* _THE REQUEST_:
Report every line in the data below that contains the string "dove", and copy each one in full. Matching is case-sensitive.

Data annotated with points
┄┄┄┄┄┄

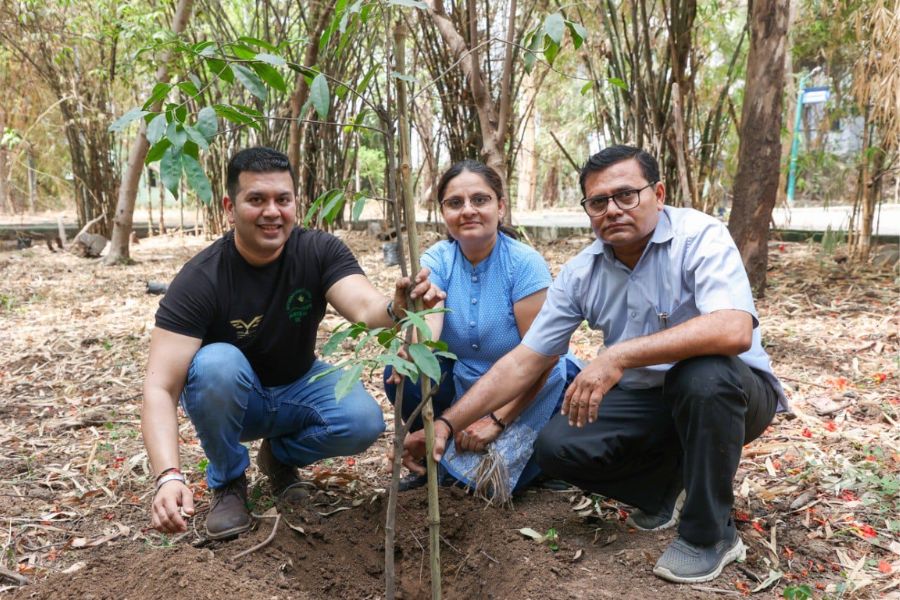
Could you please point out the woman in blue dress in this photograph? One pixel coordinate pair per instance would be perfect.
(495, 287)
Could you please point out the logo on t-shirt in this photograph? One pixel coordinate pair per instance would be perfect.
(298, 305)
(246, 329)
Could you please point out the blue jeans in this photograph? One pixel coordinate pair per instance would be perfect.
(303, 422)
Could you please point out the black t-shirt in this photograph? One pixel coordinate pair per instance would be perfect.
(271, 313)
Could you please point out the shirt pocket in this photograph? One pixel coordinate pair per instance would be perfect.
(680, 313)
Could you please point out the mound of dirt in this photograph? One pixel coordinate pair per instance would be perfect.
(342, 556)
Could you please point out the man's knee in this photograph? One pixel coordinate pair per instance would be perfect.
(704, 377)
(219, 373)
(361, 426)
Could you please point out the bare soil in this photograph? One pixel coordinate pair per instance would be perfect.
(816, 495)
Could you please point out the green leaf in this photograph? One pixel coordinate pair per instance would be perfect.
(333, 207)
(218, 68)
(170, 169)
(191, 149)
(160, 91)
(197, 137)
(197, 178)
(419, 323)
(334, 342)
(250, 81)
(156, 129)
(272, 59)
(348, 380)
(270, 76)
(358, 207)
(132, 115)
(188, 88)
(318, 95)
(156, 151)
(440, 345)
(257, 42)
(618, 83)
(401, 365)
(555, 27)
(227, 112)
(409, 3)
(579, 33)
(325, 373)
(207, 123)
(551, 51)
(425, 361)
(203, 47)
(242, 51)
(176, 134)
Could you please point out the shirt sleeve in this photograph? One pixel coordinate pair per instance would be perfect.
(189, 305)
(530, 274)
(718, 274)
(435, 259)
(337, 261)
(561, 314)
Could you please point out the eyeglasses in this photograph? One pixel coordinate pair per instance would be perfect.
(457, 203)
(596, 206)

┄┄┄┄┄┄

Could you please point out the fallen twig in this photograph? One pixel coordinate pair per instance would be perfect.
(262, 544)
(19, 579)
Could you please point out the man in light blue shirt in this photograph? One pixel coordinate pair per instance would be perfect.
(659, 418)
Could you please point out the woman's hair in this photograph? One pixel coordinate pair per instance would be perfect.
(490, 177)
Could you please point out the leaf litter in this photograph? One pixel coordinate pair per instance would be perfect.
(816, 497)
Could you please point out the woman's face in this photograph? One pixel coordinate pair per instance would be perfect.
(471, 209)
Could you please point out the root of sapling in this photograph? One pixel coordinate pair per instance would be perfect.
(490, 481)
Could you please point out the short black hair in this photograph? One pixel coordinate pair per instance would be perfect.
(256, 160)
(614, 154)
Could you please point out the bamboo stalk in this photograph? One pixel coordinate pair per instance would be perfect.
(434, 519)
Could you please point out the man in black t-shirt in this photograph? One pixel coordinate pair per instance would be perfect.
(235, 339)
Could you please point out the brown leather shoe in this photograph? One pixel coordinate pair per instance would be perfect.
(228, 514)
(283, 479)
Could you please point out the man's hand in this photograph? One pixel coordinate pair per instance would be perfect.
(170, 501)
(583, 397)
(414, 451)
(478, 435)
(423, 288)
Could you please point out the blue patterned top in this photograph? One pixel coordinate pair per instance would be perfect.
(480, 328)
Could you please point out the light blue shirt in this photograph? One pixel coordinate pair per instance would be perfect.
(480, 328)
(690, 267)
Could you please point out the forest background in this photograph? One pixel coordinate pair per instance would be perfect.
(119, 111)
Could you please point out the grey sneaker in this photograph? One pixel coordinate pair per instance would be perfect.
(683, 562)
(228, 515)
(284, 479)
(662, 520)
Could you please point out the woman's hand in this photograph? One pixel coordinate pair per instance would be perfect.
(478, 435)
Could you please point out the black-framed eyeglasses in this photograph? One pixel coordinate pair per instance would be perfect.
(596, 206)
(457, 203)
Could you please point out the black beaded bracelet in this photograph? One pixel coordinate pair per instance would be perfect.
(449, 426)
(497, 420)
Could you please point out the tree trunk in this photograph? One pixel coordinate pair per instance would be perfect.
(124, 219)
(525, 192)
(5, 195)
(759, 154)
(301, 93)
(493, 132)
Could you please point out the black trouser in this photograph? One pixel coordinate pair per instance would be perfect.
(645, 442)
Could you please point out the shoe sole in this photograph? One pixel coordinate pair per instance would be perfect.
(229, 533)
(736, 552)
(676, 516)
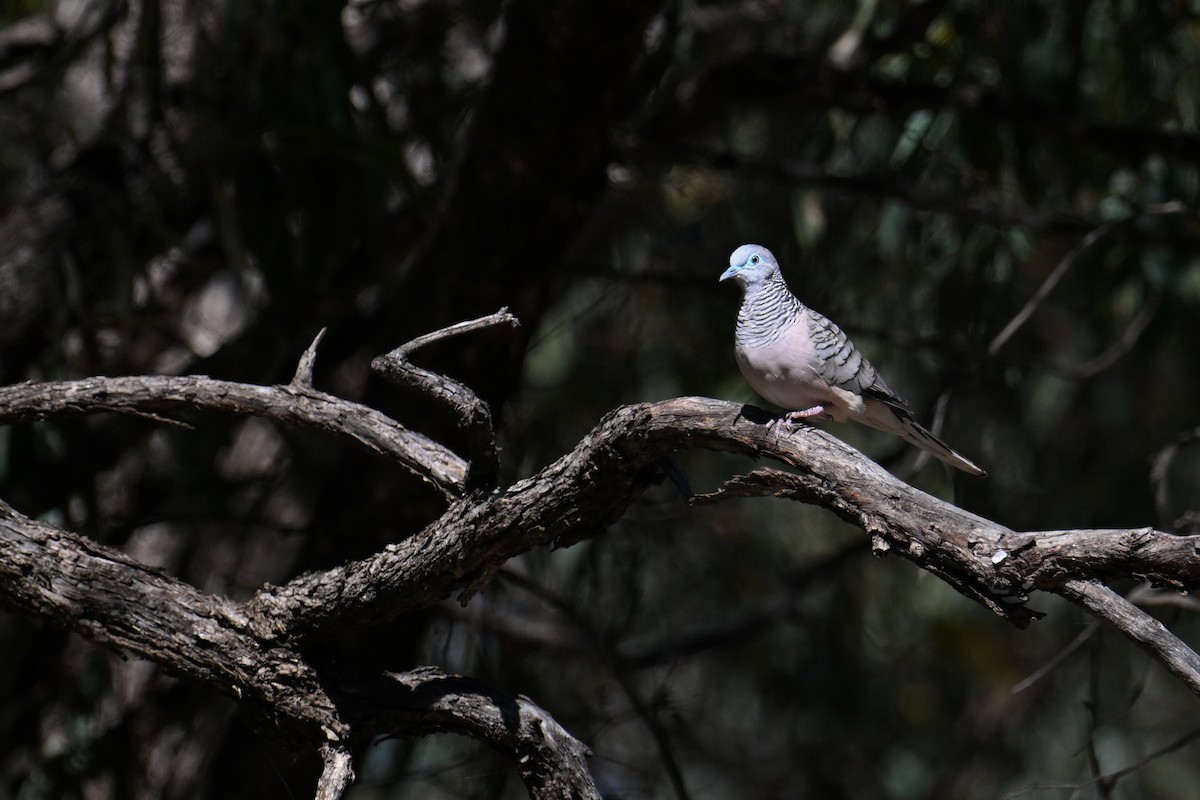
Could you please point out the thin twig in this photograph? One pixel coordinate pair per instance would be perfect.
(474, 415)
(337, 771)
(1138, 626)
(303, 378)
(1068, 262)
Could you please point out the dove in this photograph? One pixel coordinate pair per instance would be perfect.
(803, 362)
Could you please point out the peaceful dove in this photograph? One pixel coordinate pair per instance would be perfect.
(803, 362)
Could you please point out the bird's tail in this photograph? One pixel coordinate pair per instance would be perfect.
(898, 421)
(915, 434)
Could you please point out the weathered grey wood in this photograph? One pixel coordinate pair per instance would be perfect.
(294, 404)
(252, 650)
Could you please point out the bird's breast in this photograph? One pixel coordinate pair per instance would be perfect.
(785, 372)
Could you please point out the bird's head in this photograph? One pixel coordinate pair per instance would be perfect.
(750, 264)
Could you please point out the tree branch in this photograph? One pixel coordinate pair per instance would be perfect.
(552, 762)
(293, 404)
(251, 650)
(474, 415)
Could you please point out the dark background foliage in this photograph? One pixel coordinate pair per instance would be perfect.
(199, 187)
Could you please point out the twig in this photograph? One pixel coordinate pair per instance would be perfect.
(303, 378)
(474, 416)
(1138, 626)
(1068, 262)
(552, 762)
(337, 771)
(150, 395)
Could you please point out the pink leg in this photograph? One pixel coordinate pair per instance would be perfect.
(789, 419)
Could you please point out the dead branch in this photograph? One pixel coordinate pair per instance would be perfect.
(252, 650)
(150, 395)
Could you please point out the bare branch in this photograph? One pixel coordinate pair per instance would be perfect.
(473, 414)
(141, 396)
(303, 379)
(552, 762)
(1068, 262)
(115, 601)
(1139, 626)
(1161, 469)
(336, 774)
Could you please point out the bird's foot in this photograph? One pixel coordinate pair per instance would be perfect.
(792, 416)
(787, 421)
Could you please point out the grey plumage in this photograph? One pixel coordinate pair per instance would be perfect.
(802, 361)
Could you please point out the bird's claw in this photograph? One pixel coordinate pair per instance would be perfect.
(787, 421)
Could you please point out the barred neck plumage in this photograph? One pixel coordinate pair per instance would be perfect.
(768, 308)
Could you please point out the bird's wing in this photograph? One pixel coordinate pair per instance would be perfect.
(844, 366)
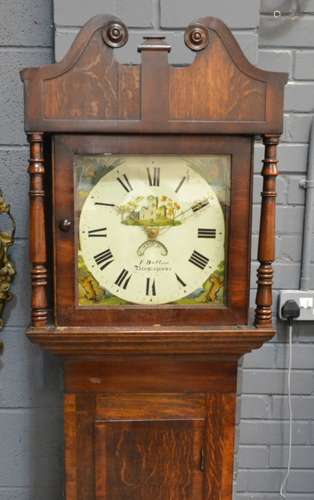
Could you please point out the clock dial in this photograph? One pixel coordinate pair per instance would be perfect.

┄┄┄┄┄┄

* _RIGHT ANSWER_:
Could you please point out the dove in this photograph? One pixel coordinate pair per instance would be perfect.
Could you please point out the peaceful dove in this photograph? One pixel coordinate pair per instance would be perfect.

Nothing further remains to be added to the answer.